▶ _TAREAS_
A. Responde a partir del fragmento sobre Hannah Arendt:
(i) ¿Junto a qué tres pensadoras se menciona a Arendt como exponente de la tradición del pensamiento femenino del siglo XX?
(ii) ¿A qué país emigró Arendt?
(iii) ¿A quiénes nombra el fragmento como maestros de Arendt?
B. Reproduce literalmente el fragmento sobre Hannah Arendt desde "Hannah Arendt hacia" hasta "los Estados Unidos.".
C. Traduce al inglés esta oración del fragmento sobre Hannah Arendt: "Hay un vínculo estrecho entre la originalidad e importancia de las ideas de Hannah Arendt y su existencia: una mujer emancipada, educada por su madre en la independencia y la autonomía, una vida marcada por los acontecimientos más terribles del siglo XX, la shoah, el nazismo, la emigración a los Estados Unidos."

Hannah Arendt habla intensamente a nuestra sociedad desilusionada de la política, al reclamar una idea del poder como capacidad de iniciativa, no de titularidad de un rol o de una autoridad para disponer de los destinos de los demás, y reclama también una idea de la política con una dimensión existencial, que atraviesa toda forma de actividad y de experiencia, que no es técnica de gobierno sino arte y placer de estar juntos, de intercambiar ideas y palabras.
Hannah Arendt hacia 1930
Estos primeros aspectos de Hannah Arendt, que señalan su fuerte presencia en el debate filosófico-político contemporáneo, se acompañan de otro elemento relevante. Junto a Simone Weil, María Zambrano y Edith Stein, Arendt es una de las más insignes exponentes de la tradición del pensamiento femenino del siglo XX: una tradición que no puede ser escondida, sino, al contrario, reconocida como uno de los aspectos más importantes y originales de nuestra época.
Hay un vínculo estrecho entre la originalidad e importancia de las ideas de Hannah Arendt y su existencia: una mujer emancipada, educada por su madre en la independencia y la autonomía, una vida marcada por los acontecimientos más terribles del siglo XX, la shoah, el nazismo, la emigración a los Estados Unidos.
La relación entre el pensamiento y la vida es esencial cuando nos aproximamos a ella. Pero es sorprendente el hecho de que esto no ocurra con pensadores que han vivido dramas e intereses análogos (basta pensar en los maestros de Arendt, Heidegger y Jasper, o en sus amigos Benjamin, Jonas y otros): la persecución antijudía, los efectos destructivos de la técnica, la adhesión al marxismo y el entusiasmo por la revolución. Para Hannah Arendt hay un vínculo esencial entre pensamiento y vida, que no debe entenderse como relación de elementos heterogéneos, según un estereotipo por el que, mientras los pensadores transforman en «competencias filosóficas» la experiencia de la historia y de la existencia o quizá sucumben bajo el peso de la contradicción entre vida y pensamiento o se mantienen fuera, aislándose en la tierra de nadie de la especulación, las pensadoras son más sensibles a la inserción de las emociones en las ideas, más abiertas y también más vulnerables a la presencia de las vivencias humanas, la vida, la muerte, el dolor.

▶ _LISTADO PROPORCIONADO_
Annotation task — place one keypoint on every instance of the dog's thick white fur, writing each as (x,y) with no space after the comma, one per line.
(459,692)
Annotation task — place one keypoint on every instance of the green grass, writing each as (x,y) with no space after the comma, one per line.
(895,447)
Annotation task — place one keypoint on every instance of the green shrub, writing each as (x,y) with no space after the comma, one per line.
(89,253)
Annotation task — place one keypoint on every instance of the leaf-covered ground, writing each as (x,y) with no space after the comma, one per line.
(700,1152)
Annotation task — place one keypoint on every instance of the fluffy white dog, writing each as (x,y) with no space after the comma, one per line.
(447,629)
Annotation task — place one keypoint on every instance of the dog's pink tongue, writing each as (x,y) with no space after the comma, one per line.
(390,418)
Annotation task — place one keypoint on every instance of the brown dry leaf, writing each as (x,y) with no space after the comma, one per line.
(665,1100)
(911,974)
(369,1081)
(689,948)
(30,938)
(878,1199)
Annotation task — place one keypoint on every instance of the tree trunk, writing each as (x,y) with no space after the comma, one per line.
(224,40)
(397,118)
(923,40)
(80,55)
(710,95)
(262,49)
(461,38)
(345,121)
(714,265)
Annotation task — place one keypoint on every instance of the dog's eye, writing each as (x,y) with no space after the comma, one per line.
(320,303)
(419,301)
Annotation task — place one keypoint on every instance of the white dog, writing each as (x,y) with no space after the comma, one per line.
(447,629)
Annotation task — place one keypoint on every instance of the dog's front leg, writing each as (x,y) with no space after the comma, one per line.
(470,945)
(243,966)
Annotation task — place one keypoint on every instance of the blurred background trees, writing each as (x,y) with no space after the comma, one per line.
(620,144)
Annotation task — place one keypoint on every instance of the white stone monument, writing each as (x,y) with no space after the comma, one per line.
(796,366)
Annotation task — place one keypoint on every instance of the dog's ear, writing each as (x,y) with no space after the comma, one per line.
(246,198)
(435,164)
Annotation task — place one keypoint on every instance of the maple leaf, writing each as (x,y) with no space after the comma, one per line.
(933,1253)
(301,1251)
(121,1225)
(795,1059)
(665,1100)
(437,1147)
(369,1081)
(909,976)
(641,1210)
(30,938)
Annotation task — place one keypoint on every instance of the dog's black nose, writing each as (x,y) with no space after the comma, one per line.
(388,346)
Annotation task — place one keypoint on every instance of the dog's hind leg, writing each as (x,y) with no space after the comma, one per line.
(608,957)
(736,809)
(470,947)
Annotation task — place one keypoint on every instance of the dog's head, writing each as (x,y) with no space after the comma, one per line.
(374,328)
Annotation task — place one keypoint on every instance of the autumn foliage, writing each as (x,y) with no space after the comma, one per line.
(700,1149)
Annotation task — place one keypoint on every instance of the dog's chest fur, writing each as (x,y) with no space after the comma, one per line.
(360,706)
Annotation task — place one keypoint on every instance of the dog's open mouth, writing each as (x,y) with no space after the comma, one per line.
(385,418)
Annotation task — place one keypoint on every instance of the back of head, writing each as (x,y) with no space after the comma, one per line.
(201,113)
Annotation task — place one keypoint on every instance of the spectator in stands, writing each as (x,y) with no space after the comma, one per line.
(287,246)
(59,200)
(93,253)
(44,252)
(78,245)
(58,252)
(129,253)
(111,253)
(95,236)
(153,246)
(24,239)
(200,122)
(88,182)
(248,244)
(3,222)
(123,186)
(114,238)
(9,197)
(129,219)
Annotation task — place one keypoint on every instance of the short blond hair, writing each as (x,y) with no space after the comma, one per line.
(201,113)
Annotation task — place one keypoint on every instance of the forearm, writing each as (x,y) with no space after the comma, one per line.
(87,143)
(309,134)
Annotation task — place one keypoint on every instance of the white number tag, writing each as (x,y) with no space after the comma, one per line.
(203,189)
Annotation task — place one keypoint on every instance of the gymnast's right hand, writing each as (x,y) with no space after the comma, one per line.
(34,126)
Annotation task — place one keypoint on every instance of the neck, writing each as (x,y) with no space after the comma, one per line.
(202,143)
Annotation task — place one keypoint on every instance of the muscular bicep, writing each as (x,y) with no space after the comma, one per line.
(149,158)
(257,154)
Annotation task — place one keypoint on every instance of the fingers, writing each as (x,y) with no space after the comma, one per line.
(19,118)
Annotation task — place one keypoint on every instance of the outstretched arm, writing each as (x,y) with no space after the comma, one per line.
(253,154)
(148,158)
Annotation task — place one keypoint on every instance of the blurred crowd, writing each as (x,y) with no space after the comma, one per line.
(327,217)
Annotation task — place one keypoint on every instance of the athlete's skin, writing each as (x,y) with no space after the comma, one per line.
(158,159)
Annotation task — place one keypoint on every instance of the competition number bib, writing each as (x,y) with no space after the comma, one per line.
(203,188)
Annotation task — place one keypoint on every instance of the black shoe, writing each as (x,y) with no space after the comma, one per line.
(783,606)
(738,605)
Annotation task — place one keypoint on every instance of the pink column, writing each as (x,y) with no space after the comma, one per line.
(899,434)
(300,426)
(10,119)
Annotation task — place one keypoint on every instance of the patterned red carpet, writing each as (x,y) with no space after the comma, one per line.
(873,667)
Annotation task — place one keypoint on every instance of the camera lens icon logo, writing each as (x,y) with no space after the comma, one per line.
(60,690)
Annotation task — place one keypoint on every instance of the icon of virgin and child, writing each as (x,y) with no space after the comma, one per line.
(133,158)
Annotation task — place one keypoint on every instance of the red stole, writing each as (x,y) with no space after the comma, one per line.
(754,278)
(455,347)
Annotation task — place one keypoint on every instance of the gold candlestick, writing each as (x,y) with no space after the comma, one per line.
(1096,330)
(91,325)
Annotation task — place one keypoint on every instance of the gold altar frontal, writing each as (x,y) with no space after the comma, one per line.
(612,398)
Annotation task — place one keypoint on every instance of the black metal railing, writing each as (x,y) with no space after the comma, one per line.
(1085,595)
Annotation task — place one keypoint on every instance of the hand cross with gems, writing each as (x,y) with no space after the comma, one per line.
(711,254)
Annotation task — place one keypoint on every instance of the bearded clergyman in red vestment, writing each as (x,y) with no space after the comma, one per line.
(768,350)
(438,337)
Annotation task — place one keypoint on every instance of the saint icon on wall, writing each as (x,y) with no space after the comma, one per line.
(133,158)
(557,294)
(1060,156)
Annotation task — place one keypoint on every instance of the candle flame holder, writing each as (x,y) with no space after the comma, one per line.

▶ _SOLUCIONES POR TAREA_
A.
(i) Simone Weil, María Zambrano y Edith Stein.
(ii) A los Estados Unidos.
(iii) A Heidegger y Jasper.

B.
Hannah Arendt hacia 1930
Estos primeros aspectos de Hannah Arendt, que señalan su fuerte presencia en el debate filosófico-político contemporáneo, se acompañan de otro elemento relevante. Junto a Simone Weil, María Zambrano y Edith Stein, Arendt es una de las más insignes exponentes de la tradición del pensamiento femenino del siglo XX: una tradición que no puede ser escondida, sino, al contrario, reconocida como uno de los aspectos más importantes y originales de nuestra época.
Hay un vínculo estrecho entre la originalidad e importancia de las ideas de Hannah Arendt y su existencia: una mujer emancipada, educada por su madre en la independencia y la autonomía, una vida marcada por los acontecimientos más terribles del siglo XX, la shoah, el nazismo, la emigración a los Estados Unidos.

C. There is a close link between the originality and importance of Hannah Arendt's ideas and her existence: an emancipated woman, raised by her mother in independence and autonomy, a life marked by the most terrible events of the twentieth century, the Shoah, Nazism, emigration to the United States.